### What is required
Beginning with the line containing "of the ladybug" and ending with the last line, repeat the records exactly.

### Data excerpts

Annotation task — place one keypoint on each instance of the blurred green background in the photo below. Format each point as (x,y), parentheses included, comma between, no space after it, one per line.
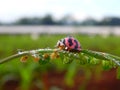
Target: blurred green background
(15,75)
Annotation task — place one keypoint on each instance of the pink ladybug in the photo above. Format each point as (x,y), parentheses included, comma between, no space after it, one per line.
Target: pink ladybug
(69,44)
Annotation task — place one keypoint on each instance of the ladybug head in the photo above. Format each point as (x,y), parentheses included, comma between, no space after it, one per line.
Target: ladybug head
(60,44)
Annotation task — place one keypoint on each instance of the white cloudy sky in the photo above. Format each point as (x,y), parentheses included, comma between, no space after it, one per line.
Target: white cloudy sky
(11,10)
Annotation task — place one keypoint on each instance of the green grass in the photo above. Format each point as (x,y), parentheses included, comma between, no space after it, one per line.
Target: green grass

### Output of the task
Annotation task — place one keypoint on each instance of the ladybug head in the photo above. Format each point as (x,y), parentheses included, comma between, no space after it, one per line.
Target: ladybug head
(60,44)
Annotation task — place one keypoint on each instance of the white cloudy sky in the photo above. Format each point as (x,y), parentheses included, comma between, no space after it, one per line.
Target: white cloudy sky
(11,10)
Annotation task — place one keypoint on each instance of the green grass in the photo above. Format each point as (x,y), parentheses included, comma between, no space after it, one per line.
Target: green grass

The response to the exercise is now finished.